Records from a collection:
§ §

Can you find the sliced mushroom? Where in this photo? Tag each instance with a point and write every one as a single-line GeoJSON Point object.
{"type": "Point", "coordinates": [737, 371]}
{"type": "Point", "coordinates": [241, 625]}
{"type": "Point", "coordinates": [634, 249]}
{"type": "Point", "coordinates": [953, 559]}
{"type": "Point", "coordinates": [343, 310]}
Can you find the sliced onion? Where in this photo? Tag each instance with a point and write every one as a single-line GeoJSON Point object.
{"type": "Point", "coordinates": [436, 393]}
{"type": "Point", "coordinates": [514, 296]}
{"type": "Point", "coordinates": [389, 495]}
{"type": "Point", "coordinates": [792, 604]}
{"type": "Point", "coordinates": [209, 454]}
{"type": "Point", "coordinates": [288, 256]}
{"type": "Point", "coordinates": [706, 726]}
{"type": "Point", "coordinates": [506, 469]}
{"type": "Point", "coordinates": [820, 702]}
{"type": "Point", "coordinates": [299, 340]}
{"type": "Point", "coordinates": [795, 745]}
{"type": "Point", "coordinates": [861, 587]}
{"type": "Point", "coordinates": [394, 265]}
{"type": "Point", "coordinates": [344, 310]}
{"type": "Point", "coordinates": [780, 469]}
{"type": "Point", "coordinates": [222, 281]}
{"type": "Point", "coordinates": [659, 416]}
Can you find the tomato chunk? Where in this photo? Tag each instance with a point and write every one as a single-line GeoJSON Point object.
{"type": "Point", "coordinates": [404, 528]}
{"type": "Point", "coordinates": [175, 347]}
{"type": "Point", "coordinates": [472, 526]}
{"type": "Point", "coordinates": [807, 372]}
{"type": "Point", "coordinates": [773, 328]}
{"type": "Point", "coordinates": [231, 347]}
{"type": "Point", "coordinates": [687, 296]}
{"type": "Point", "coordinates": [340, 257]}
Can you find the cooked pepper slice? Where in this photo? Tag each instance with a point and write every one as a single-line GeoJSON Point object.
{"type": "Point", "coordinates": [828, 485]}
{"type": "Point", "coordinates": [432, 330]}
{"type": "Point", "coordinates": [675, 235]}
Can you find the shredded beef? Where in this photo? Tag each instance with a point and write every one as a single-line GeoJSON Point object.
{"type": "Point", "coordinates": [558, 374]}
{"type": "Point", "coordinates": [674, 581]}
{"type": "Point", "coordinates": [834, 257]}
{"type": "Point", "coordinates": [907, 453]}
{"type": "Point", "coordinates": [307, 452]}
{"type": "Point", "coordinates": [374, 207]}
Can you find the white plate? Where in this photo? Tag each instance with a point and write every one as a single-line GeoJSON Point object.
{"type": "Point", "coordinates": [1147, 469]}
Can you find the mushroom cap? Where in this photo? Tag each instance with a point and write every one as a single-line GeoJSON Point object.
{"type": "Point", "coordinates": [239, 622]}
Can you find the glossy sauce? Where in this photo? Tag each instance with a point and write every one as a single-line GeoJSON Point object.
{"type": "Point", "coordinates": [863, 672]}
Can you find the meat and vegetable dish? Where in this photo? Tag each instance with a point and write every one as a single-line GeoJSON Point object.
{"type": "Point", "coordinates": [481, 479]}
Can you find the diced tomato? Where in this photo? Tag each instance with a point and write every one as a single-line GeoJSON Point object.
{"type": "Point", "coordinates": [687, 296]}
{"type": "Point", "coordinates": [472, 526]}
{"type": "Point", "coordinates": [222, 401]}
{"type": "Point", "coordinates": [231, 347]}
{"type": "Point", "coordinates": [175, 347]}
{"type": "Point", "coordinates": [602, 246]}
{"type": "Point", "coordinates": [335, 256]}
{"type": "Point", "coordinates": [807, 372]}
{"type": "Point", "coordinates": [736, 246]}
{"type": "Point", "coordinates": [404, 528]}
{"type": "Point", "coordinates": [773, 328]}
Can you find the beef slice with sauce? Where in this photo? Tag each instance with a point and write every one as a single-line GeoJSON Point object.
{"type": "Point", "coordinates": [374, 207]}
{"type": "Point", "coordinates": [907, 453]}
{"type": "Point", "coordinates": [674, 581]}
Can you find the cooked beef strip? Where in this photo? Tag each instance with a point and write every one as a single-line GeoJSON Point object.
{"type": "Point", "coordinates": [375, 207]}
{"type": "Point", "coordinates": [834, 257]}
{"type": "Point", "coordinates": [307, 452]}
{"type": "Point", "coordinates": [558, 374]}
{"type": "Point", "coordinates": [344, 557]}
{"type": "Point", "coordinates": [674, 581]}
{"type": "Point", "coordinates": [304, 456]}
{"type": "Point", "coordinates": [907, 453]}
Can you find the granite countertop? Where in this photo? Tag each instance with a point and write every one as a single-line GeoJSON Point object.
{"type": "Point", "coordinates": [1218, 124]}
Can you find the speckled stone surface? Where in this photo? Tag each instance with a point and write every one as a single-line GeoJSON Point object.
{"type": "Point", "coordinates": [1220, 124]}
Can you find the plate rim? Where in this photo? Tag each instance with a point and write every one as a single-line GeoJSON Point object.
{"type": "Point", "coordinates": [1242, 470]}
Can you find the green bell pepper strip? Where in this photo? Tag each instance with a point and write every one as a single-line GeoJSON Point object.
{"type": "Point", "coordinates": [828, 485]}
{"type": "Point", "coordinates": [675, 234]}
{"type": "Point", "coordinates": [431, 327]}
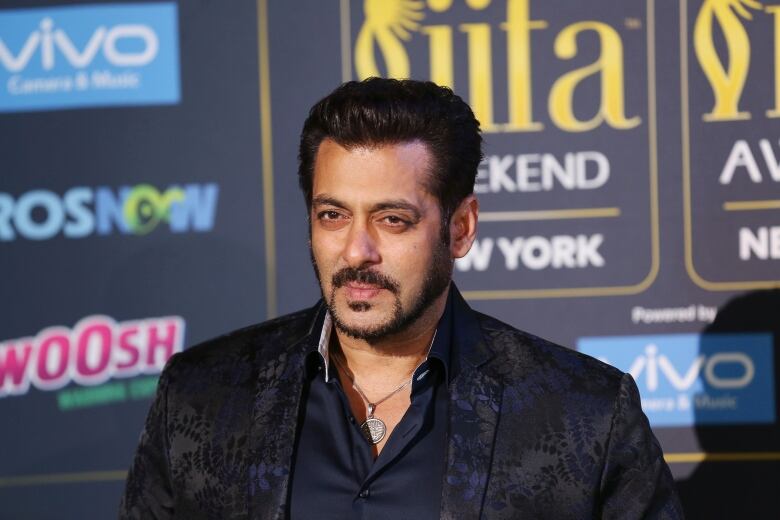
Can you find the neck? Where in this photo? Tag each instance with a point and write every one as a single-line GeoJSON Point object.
{"type": "Point", "coordinates": [392, 358]}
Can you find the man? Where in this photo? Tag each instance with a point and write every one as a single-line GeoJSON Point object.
{"type": "Point", "coordinates": [391, 398]}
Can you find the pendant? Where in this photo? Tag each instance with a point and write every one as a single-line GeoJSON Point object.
{"type": "Point", "coordinates": [373, 429]}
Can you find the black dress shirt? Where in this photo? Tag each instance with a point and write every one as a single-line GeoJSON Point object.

§ §

WHAT TO DO
Omit the pictures; restate every entry word for word.

RESULT OF THIS TASK
Can you find the sliced mushroom? Where in this photo? Tag each instance with a point and write every one as a single-line GeoJSON Point object.
{"type": "Point", "coordinates": [737, 371]}
{"type": "Point", "coordinates": [241, 625]}
{"type": "Point", "coordinates": [634, 249]}
{"type": "Point", "coordinates": [953, 559]}
{"type": "Point", "coordinates": [343, 310]}
Can you find the sliced onion? Where in this photo? Tag each instance with a point and write every one as a single-line GeoJSON Point object.
{"type": "Point", "coordinates": [436, 393]}
{"type": "Point", "coordinates": [514, 296]}
{"type": "Point", "coordinates": [389, 495]}
{"type": "Point", "coordinates": [792, 604]}
{"type": "Point", "coordinates": [209, 454]}
{"type": "Point", "coordinates": [288, 256]}
{"type": "Point", "coordinates": [706, 726]}
{"type": "Point", "coordinates": [506, 469]}
{"type": "Point", "coordinates": [820, 702]}
{"type": "Point", "coordinates": [299, 340]}
{"type": "Point", "coordinates": [795, 745]}
{"type": "Point", "coordinates": [861, 587]}
{"type": "Point", "coordinates": [394, 265]}
{"type": "Point", "coordinates": [344, 310]}
{"type": "Point", "coordinates": [780, 469]}
{"type": "Point", "coordinates": [222, 281]}
{"type": "Point", "coordinates": [659, 416]}
Can you find the tomato chunk? Where in this photo? Tag each instance with a point and write every one as a single-line GeoJSON Point object.
{"type": "Point", "coordinates": [404, 528]}
{"type": "Point", "coordinates": [175, 347]}
{"type": "Point", "coordinates": [472, 526]}
{"type": "Point", "coordinates": [807, 372]}
{"type": "Point", "coordinates": [773, 328]}
{"type": "Point", "coordinates": [231, 347]}
{"type": "Point", "coordinates": [687, 296]}
{"type": "Point", "coordinates": [340, 257]}
Can you find the cooked pepper slice? Where in this photo? Tag each instance with a point and write every one as a single-line GeoJSON Point object.
{"type": "Point", "coordinates": [828, 485]}
{"type": "Point", "coordinates": [432, 330]}
{"type": "Point", "coordinates": [675, 235]}
Can you find the shredded beef? Where in this photo? Tag each instance with a point and write every one as a single-line GeoJSON Point object.
{"type": "Point", "coordinates": [558, 374]}
{"type": "Point", "coordinates": [674, 581]}
{"type": "Point", "coordinates": [834, 257]}
{"type": "Point", "coordinates": [907, 453]}
{"type": "Point", "coordinates": [307, 452]}
{"type": "Point", "coordinates": [374, 207]}
Can you find the white plate? Where in this photo? Tag each instance with a point and write every one as a single-line GeoJSON Point object.
{"type": "Point", "coordinates": [1147, 469]}
Can you find the mushroom cap? Where in this photo? Tag each instance with a point and write every one as a single-line GeoJSON Point object.
{"type": "Point", "coordinates": [239, 622]}
Can you find the glossy sauce? Where in this photo? Tag each instance with a point and write every one as a single-line GeoJSON Point object.
{"type": "Point", "coordinates": [863, 672]}
Can you find the meat and vegetable dish? Where in this photo? Tag each instance with a point and write every one as a single-line GeoJSON Point object.
{"type": "Point", "coordinates": [481, 479]}
Can you find the diced tomato? Where in this photo? Tag each instance with a point and write every one as a single-line GeoJSON Point object.
{"type": "Point", "coordinates": [687, 296]}
{"type": "Point", "coordinates": [472, 526]}
{"type": "Point", "coordinates": [222, 401]}
{"type": "Point", "coordinates": [231, 347]}
{"type": "Point", "coordinates": [175, 347]}
{"type": "Point", "coordinates": [602, 246]}
{"type": "Point", "coordinates": [335, 256]}
{"type": "Point", "coordinates": [807, 372]}
{"type": "Point", "coordinates": [736, 246]}
{"type": "Point", "coordinates": [404, 528]}
{"type": "Point", "coordinates": [773, 328]}
Can you find the beef slice with sauce? Where in this photo? Tag each instance with a point and write every one as a single-line GeoJSON Point object.
{"type": "Point", "coordinates": [374, 207]}
{"type": "Point", "coordinates": [907, 453]}
{"type": "Point", "coordinates": [674, 581]}
Can you find the cooked beef strip? Where in this photo? Tag each instance with a point and write every one as a single-line GeoJSON Point object.
{"type": "Point", "coordinates": [375, 207]}
{"type": "Point", "coordinates": [834, 257]}
{"type": "Point", "coordinates": [307, 452]}
{"type": "Point", "coordinates": [558, 374]}
{"type": "Point", "coordinates": [344, 557]}
{"type": "Point", "coordinates": [674, 581]}
{"type": "Point", "coordinates": [304, 456]}
{"type": "Point", "coordinates": [907, 453]}
Can you find the granite countertop? Where in this photo? Tag each instance with a point and write every one as a single-line GeoJSON Point object.
{"type": "Point", "coordinates": [1218, 124]}
Can you find the speckled stone surface? Where in this photo? Tag each instance with a point and write every one as a single-line GeoJSON Point object.
{"type": "Point", "coordinates": [1220, 124]}
Can you find the plate rim? Where in this photo? Tag each instance with a point and write every one as a single-line GeoJSON Point object.
{"type": "Point", "coordinates": [1242, 470]}
Can you find the green bell pepper strip? Where in this photo? Tag each instance with a point and write every one as a single-line GeoJSON Point object.
{"type": "Point", "coordinates": [828, 485]}
{"type": "Point", "coordinates": [675, 234]}
{"type": "Point", "coordinates": [431, 327]}
Can you find the neck? Where in this photo? Tag each instance with a point and write every one as a single-line GeoJSON Point object.
{"type": "Point", "coordinates": [392, 358]}
Can you find the man? Where in this photo? Tag each instance with a point and write every one as a single-line GeoJSON Point object.
{"type": "Point", "coordinates": [391, 398]}
Can you find the pendant? Where in this photo? Tag each instance with a point and write every one as a single-line GeoJSON Point object.
{"type": "Point", "coordinates": [373, 429]}
Can you find the black dress shirt? Where in this photo? Tag each instance with a point and write every one as a single-line GeoJSON Point object.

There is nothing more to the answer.